__Aim of the task__
Reproduce every entry below precisely. Pictures are excluded from the copy.

### The data

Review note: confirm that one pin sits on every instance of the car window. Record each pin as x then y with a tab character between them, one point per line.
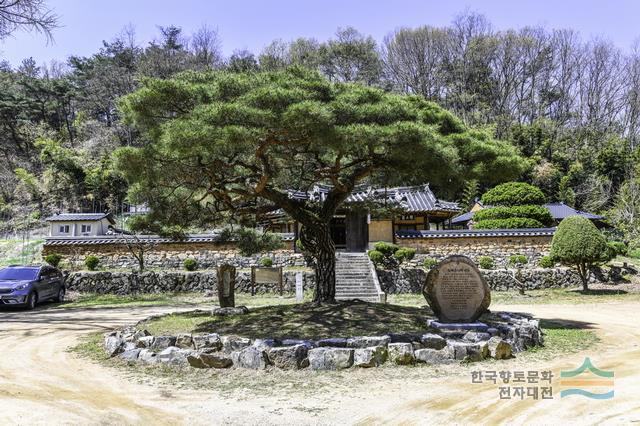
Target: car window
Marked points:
18	274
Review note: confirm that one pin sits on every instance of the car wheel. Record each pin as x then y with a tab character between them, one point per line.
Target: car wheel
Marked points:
60	297
32	301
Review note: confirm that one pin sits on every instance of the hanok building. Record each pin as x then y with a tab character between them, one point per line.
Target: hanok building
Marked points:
80	224
356	226
558	211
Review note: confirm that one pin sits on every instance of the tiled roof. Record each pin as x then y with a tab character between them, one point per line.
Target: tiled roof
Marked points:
412	198
116	239
558	211
79	217
462	233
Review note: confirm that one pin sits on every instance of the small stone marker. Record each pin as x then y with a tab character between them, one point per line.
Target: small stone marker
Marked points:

######

__Reply__
Review note: confirm that one pin sits on every instance of the car window. Record each pin as x then y with a tab character between them, one point per line.
Target: car window
Marked points:
18	274
Review note: confirm that one pin sits on every instance of the car wheel. Record each pin as x then y with a tab character between them, one point per line.
Target: car wheel
Marked points:
60	297
32	301
Review note: confirm that one pin sits on every instance of the hanok building. Record each pin as x then y with a tab character between them, one point per line.
Target: hanok building
Marked points:
80	224
356	226
558	211
Review note: confirm that one pin sits on every instance of the tiled roof. Record each pin as x then y with a tab character between them, one point per line.
Target: tiled roof
Marked points:
412	198
116	239
558	211
79	217
462	233
Review note: confirm that one pin sits on every instance of the small stone marker. Record each pin as x then y with a tab character between them, one point per line.
Target: small stone marker
Marked points:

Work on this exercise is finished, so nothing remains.